# The problem
Report the number of lines holding "each" in the material below, and nothing more.

# Supplied records
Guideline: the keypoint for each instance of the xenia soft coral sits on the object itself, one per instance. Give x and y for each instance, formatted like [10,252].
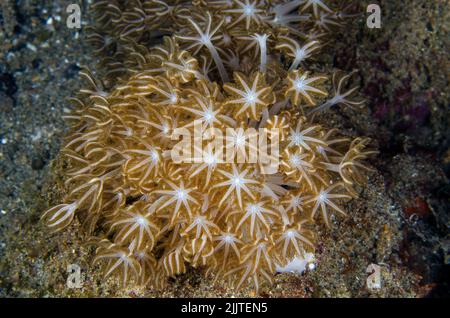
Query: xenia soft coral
[152,216]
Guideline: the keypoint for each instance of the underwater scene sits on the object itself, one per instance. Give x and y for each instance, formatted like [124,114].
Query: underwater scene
[224,148]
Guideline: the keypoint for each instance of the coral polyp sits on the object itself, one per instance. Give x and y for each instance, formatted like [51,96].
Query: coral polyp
[227,65]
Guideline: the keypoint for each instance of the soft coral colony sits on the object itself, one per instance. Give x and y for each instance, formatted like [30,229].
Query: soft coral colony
[228,64]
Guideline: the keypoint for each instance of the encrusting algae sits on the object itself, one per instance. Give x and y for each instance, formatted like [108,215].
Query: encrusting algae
[226,65]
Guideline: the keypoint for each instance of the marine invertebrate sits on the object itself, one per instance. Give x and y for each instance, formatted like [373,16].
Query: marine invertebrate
[159,215]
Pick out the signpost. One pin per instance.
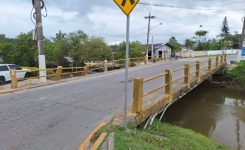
(127, 7)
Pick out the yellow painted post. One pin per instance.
(85, 70)
(145, 60)
(217, 62)
(210, 65)
(105, 66)
(59, 72)
(222, 60)
(138, 95)
(225, 59)
(14, 81)
(198, 73)
(129, 62)
(187, 76)
(169, 85)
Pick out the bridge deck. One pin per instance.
(60, 116)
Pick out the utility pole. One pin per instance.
(39, 35)
(148, 33)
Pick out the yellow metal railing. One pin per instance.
(55, 74)
(205, 67)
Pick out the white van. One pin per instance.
(5, 72)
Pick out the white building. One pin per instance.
(160, 49)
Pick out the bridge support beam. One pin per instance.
(138, 95)
(187, 76)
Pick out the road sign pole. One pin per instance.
(126, 74)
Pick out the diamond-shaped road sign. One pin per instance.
(126, 5)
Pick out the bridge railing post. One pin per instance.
(225, 59)
(217, 62)
(105, 66)
(145, 60)
(85, 70)
(138, 95)
(14, 81)
(58, 72)
(129, 62)
(198, 72)
(222, 60)
(169, 84)
(187, 76)
(210, 65)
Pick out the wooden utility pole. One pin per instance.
(39, 36)
(148, 33)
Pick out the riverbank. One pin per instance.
(163, 136)
(237, 76)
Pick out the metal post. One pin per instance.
(59, 72)
(41, 52)
(148, 34)
(210, 65)
(138, 95)
(198, 74)
(105, 66)
(169, 85)
(187, 76)
(217, 62)
(152, 48)
(126, 74)
(14, 81)
(242, 42)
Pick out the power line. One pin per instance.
(186, 7)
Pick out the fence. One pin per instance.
(171, 81)
(53, 75)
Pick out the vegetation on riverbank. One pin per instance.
(163, 136)
(237, 75)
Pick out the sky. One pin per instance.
(103, 18)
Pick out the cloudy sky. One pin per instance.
(180, 18)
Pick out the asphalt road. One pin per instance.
(59, 117)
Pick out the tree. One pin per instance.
(201, 36)
(97, 50)
(136, 49)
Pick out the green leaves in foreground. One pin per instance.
(163, 137)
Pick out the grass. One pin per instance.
(163, 136)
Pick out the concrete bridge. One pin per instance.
(60, 116)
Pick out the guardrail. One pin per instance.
(55, 74)
(166, 88)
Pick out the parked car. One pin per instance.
(5, 72)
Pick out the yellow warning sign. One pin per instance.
(126, 5)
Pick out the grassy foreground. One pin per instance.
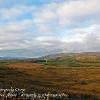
(76, 81)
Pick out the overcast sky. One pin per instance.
(33, 28)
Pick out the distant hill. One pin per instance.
(11, 58)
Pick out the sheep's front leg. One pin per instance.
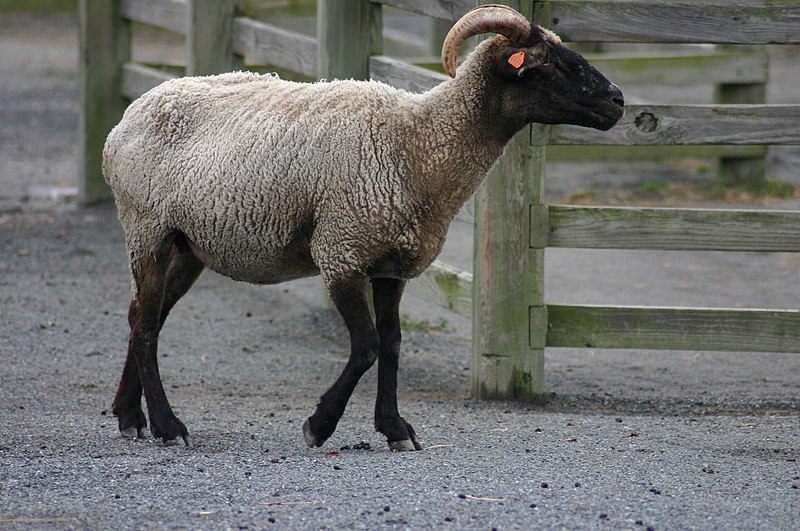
(350, 299)
(399, 433)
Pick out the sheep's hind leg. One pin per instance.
(399, 433)
(350, 299)
(148, 307)
(183, 270)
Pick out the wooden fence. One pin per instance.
(512, 324)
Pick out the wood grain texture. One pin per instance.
(441, 9)
(699, 68)
(138, 79)
(348, 32)
(262, 43)
(209, 37)
(712, 21)
(171, 15)
(692, 124)
(508, 279)
(674, 229)
(582, 153)
(104, 47)
(674, 328)
(403, 75)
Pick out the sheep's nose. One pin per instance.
(616, 95)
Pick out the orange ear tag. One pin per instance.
(516, 59)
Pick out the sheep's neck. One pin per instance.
(462, 144)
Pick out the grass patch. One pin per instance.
(424, 325)
(686, 193)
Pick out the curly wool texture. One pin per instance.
(271, 180)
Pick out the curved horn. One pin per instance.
(488, 18)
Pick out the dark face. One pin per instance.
(550, 84)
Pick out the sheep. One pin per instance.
(265, 180)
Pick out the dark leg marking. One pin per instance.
(350, 299)
(399, 433)
(160, 282)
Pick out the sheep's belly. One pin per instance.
(262, 267)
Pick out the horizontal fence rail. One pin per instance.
(673, 328)
(670, 229)
(513, 368)
(441, 9)
(692, 124)
(716, 22)
(266, 44)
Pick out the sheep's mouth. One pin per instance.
(605, 116)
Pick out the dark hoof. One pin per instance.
(405, 446)
(176, 442)
(311, 439)
(169, 429)
(132, 424)
(133, 433)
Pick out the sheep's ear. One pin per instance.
(517, 62)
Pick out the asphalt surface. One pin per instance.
(629, 440)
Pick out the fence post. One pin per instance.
(348, 32)
(509, 316)
(104, 48)
(209, 37)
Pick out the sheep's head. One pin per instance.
(536, 78)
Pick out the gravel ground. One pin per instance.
(629, 440)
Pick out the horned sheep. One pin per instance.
(265, 180)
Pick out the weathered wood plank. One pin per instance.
(171, 15)
(724, 22)
(582, 153)
(138, 79)
(444, 286)
(348, 32)
(700, 68)
(104, 46)
(403, 75)
(508, 277)
(442, 9)
(209, 36)
(674, 328)
(675, 229)
(692, 124)
(262, 43)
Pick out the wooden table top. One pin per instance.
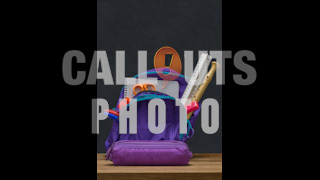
(201, 166)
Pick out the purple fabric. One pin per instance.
(172, 119)
(149, 153)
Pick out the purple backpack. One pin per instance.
(145, 148)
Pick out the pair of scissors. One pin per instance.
(143, 87)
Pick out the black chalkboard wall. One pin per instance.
(149, 25)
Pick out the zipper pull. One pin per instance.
(109, 151)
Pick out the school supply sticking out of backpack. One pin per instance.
(145, 147)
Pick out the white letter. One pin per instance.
(205, 115)
(161, 116)
(98, 107)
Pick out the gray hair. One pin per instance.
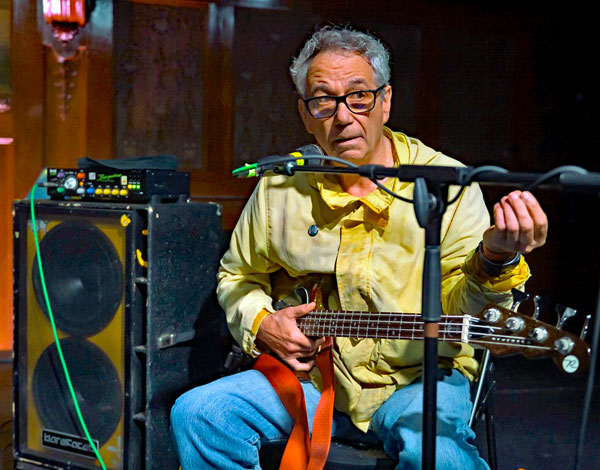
(335, 38)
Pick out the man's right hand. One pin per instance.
(279, 332)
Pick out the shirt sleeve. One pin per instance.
(466, 286)
(243, 286)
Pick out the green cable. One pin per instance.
(58, 348)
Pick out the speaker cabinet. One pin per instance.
(131, 291)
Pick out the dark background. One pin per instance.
(510, 83)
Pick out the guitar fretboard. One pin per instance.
(390, 325)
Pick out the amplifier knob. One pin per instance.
(70, 182)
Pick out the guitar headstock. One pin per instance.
(505, 332)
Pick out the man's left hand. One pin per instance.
(520, 226)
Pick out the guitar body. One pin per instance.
(500, 330)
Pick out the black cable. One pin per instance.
(589, 387)
(555, 172)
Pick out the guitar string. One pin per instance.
(473, 336)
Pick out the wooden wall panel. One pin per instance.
(160, 82)
(6, 197)
(63, 107)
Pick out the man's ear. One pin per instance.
(387, 103)
(306, 117)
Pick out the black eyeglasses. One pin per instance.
(362, 101)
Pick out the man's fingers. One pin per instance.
(540, 220)
(303, 309)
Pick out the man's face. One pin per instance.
(353, 137)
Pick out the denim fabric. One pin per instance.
(221, 425)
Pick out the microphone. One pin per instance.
(305, 155)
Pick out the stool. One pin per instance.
(344, 455)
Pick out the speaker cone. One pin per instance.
(83, 277)
(96, 384)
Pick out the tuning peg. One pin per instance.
(586, 324)
(567, 312)
(536, 306)
(518, 298)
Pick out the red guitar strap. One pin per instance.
(302, 453)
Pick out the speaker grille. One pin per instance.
(83, 276)
(96, 384)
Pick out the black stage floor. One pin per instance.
(538, 416)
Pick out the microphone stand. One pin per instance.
(430, 199)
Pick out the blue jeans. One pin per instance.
(221, 425)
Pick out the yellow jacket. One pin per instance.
(373, 249)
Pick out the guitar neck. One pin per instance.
(389, 325)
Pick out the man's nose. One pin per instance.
(343, 114)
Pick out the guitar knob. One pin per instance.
(515, 324)
(564, 345)
(493, 315)
(539, 334)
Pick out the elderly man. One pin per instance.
(368, 248)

# Output of the exercise
6